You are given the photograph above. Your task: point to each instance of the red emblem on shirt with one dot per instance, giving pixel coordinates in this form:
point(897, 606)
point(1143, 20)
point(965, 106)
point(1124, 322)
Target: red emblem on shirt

++++

Format the material above as a JSON list of strings, with one string per line and no blank lines.

SOLUTION TO THIS TASK |
[
  "You are given the photograph above. Your task: point to each instance of the red emblem on shirt with one dot per instance, giving pixel coordinates in this form:",
  "point(897, 606)",
  "point(1143, 20)",
  "point(965, 106)",
  "point(1124, 322)",
  "Target: red emblem on shirt"
]